Pointing dataset records
......
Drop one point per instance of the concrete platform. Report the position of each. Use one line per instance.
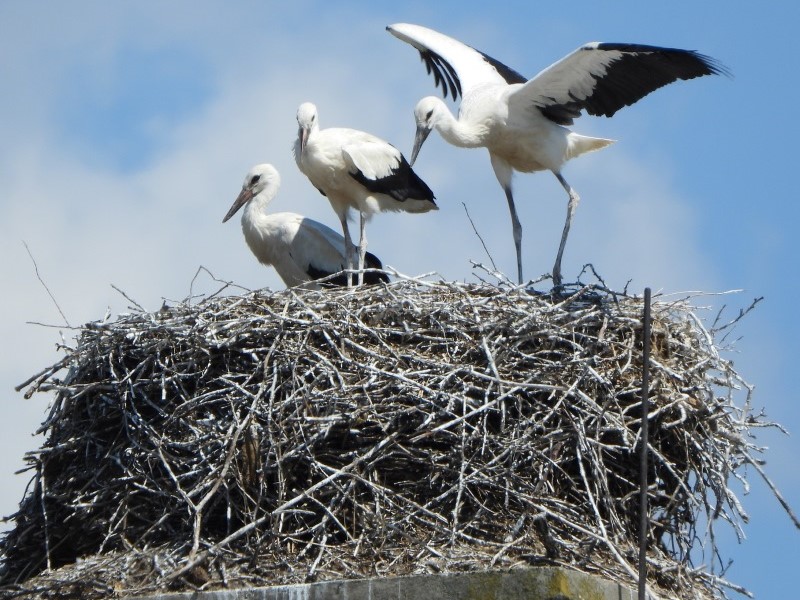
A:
(535, 583)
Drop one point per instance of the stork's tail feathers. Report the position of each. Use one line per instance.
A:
(581, 144)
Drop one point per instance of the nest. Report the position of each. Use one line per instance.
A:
(414, 427)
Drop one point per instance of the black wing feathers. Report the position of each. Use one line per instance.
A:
(639, 70)
(401, 184)
(370, 262)
(445, 75)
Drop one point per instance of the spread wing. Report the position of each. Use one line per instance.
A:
(601, 78)
(456, 67)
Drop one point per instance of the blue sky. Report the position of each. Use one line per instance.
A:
(127, 129)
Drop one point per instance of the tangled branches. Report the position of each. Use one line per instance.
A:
(416, 427)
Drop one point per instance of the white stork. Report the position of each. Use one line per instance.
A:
(520, 121)
(300, 249)
(356, 170)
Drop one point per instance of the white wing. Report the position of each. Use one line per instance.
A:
(373, 157)
(458, 68)
(601, 78)
(316, 251)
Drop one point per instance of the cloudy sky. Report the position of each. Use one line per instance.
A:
(126, 130)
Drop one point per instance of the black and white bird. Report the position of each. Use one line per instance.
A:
(522, 122)
(299, 248)
(357, 171)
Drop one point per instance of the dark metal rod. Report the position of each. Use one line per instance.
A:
(643, 443)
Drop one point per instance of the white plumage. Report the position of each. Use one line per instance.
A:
(521, 122)
(300, 249)
(357, 171)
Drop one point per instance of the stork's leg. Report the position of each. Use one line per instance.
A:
(505, 174)
(517, 227)
(348, 249)
(362, 249)
(572, 204)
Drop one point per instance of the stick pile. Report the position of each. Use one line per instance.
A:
(410, 428)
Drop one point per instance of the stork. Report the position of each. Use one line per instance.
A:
(523, 122)
(300, 249)
(357, 171)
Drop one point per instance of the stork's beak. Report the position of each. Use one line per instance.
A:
(243, 198)
(419, 139)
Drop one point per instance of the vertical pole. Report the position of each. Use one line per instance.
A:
(643, 444)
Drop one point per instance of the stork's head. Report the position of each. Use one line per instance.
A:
(307, 121)
(258, 179)
(426, 113)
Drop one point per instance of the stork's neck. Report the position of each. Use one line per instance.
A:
(257, 207)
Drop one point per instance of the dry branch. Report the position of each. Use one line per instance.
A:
(422, 426)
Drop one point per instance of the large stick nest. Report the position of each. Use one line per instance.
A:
(409, 428)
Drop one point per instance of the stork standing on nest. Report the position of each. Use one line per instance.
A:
(299, 248)
(522, 122)
(357, 171)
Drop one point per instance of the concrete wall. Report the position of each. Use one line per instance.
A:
(536, 583)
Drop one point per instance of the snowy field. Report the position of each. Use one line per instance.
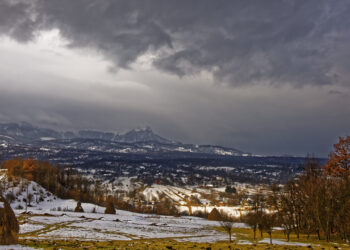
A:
(122, 226)
(46, 224)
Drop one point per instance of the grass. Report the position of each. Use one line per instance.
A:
(31, 239)
(147, 244)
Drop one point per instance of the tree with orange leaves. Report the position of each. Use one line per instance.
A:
(338, 163)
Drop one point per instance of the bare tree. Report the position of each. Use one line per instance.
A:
(227, 223)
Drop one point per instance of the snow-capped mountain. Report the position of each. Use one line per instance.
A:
(141, 140)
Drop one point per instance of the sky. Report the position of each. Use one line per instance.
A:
(266, 77)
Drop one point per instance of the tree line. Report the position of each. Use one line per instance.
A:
(315, 202)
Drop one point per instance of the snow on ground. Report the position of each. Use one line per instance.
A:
(122, 226)
(282, 242)
(15, 247)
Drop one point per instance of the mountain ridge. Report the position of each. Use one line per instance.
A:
(138, 140)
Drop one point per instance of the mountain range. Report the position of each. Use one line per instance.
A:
(141, 140)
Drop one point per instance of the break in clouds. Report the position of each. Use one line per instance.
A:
(265, 76)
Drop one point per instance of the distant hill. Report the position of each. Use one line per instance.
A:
(141, 140)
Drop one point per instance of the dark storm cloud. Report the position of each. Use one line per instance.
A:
(240, 42)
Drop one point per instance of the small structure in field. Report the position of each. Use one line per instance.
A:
(110, 207)
(214, 215)
(9, 227)
(79, 208)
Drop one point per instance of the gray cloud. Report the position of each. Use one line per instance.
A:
(300, 46)
(239, 42)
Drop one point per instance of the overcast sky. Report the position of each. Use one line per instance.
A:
(267, 77)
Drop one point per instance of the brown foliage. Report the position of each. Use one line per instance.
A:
(338, 163)
(8, 224)
(215, 215)
(79, 208)
(110, 206)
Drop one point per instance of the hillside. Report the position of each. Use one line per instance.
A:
(49, 219)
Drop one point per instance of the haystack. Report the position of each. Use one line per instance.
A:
(9, 227)
(214, 215)
(110, 207)
(79, 208)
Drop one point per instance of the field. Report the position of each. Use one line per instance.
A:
(126, 230)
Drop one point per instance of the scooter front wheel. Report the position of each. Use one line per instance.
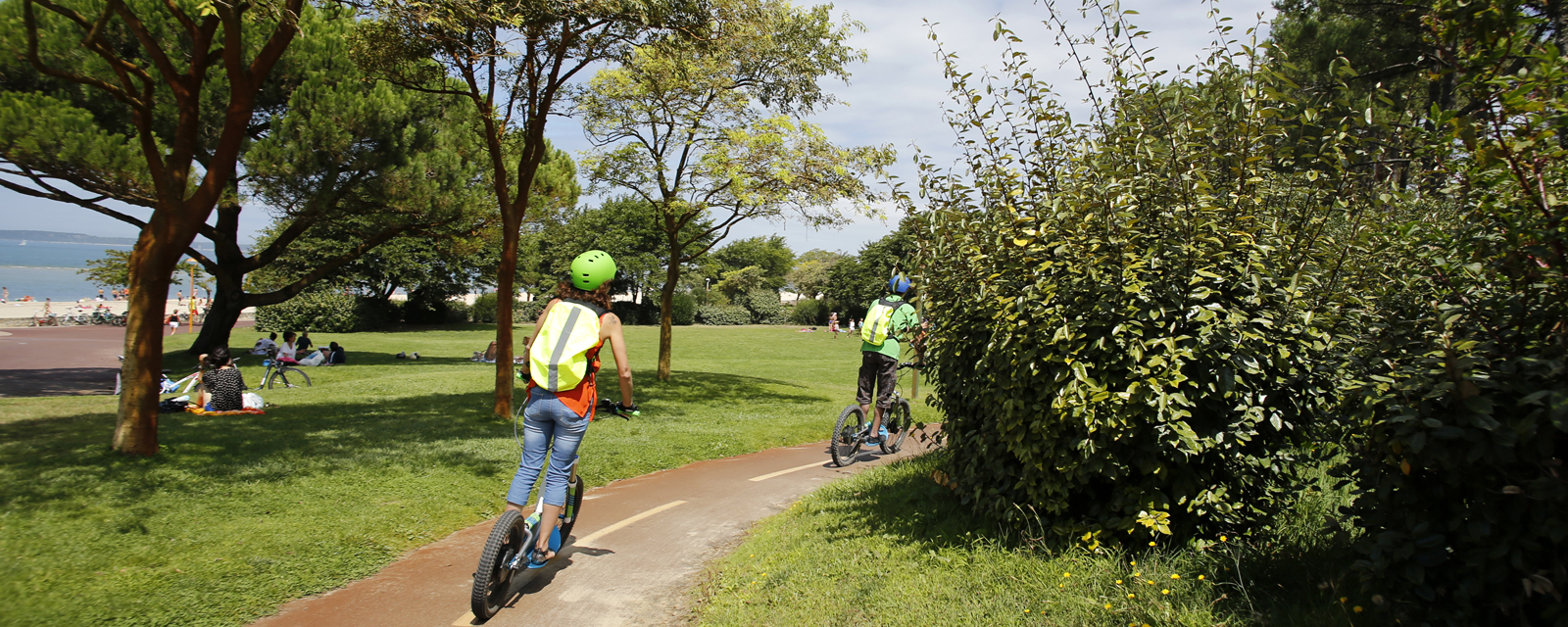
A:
(493, 579)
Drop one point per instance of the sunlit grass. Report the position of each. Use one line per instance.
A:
(242, 513)
(893, 548)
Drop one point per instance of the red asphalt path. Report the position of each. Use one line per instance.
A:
(637, 548)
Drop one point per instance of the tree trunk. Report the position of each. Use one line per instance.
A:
(506, 290)
(666, 300)
(151, 266)
(226, 306)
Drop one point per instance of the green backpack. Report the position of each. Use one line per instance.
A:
(878, 321)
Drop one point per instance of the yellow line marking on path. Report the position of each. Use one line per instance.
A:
(623, 524)
(815, 464)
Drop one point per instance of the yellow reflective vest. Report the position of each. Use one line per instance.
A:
(559, 358)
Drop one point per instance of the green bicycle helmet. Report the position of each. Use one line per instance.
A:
(592, 268)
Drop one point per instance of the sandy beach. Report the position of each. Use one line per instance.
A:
(85, 306)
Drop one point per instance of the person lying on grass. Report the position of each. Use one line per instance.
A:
(221, 384)
(564, 358)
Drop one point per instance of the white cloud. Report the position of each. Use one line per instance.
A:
(896, 98)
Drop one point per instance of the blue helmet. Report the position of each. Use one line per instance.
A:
(899, 284)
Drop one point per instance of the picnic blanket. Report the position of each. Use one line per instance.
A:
(200, 411)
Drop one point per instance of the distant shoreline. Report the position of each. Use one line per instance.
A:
(67, 239)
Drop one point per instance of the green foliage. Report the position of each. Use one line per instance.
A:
(1460, 405)
(721, 314)
(112, 270)
(712, 129)
(483, 310)
(859, 279)
(764, 306)
(1123, 339)
(323, 310)
(809, 274)
(684, 310)
(339, 480)
(529, 313)
(808, 311)
(770, 256)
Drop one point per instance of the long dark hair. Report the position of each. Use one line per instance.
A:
(217, 360)
(600, 297)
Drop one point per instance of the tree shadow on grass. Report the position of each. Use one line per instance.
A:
(1291, 576)
(703, 388)
(55, 461)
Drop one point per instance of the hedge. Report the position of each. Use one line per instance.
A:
(721, 314)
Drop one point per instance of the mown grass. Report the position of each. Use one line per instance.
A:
(243, 513)
(893, 548)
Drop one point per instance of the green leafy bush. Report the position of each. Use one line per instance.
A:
(682, 310)
(765, 308)
(1121, 336)
(721, 314)
(483, 308)
(1462, 399)
(433, 308)
(808, 311)
(376, 314)
(321, 310)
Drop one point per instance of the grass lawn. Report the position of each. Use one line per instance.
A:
(891, 548)
(243, 513)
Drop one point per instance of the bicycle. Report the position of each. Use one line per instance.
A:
(852, 430)
(279, 372)
(504, 563)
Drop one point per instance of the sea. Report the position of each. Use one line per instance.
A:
(51, 268)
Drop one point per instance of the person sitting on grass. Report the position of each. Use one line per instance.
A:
(266, 345)
(564, 358)
(286, 352)
(221, 384)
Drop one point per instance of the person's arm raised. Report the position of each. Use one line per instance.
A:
(623, 365)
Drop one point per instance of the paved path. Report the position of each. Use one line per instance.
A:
(637, 548)
(60, 361)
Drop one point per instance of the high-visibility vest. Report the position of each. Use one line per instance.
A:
(878, 320)
(559, 358)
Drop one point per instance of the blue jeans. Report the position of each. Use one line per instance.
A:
(543, 422)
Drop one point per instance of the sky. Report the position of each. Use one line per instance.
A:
(894, 98)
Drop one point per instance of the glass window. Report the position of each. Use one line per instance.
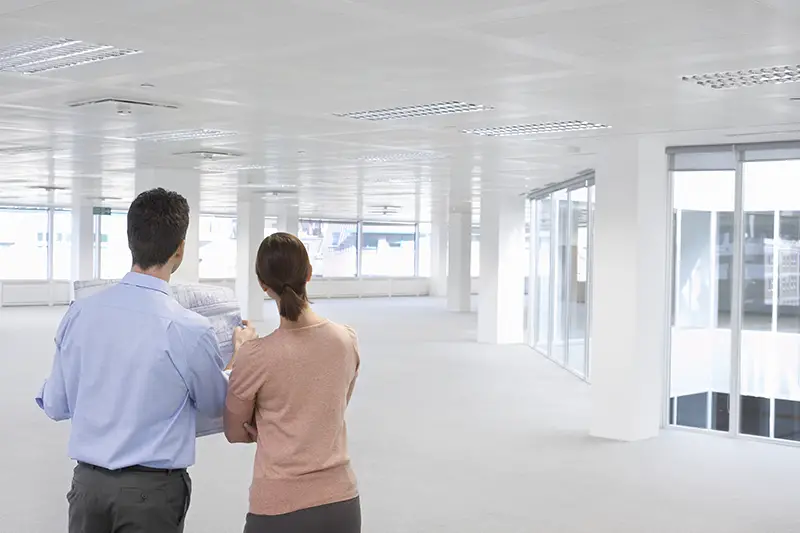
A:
(23, 244)
(578, 280)
(560, 276)
(770, 337)
(541, 293)
(387, 250)
(217, 247)
(115, 256)
(62, 244)
(425, 250)
(701, 338)
(332, 247)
......
DIRECTIVE
Could you swap "grass" for "turf" in the entries from the line with "Drop one point per instance of the tree shadow" through the end of the entries, giving back only those lines with everything else unchanged and the pictures left out?

THE COMPLETED TASK
Drop one point per instance of the tree shadow on turf. Report the position of each. Use one line per instance.
A:
(1291, 576)
(703, 388)
(55, 461)
Drop one point per instance of the hedge. Report the position of each. Use one line per instance.
A:
(721, 314)
Drop one point per instance of the mown turf. Report the position of each. Use one line per instance.
A:
(243, 513)
(893, 548)
Drop one point per instance of the green leafy bush. Report the position of each. Use one line per instance.
A:
(682, 310)
(765, 308)
(1121, 336)
(721, 314)
(483, 308)
(1462, 399)
(433, 308)
(808, 311)
(376, 314)
(321, 310)
Drop one point per instance of the turf lawn. Report the position of each. Use one line per instance.
A:
(891, 548)
(243, 513)
Drop one point per instance of the bicycle. Report the position of each. Use one line per instance.
A:
(852, 430)
(279, 372)
(504, 563)
Drop one point per instance of the sea. Report the position of each. Use one line per instance.
A:
(51, 268)
Drop one point per instance of the person sitting on turf. Report the position of each. Use one line per instance.
A:
(266, 345)
(564, 358)
(286, 352)
(221, 384)
Drop one point per instance of the person's arm raised. Report the position of each. Use one line per instance.
A:
(623, 365)
Drop one point per instance of the paved path. Report the position of each. Use one line per instance.
A:
(637, 548)
(60, 361)
Drop one point per instance of the high-visibility vest. Report the position of each. Use one line per instance.
A:
(878, 320)
(559, 358)
Drop one point per instance of the blue jeans. Report the position of each. Use one line per instance.
A:
(543, 422)
Drop one point per instance of the sky. Report the position of each. Use one line per instance.
A:
(894, 98)
Drop one point per instance of the glass window. Report the position of each. Use one line per instance.
A:
(23, 244)
(578, 280)
(560, 276)
(770, 337)
(541, 293)
(387, 250)
(217, 247)
(115, 256)
(62, 244)
(425, 250)
(701, 338)
(332, 247)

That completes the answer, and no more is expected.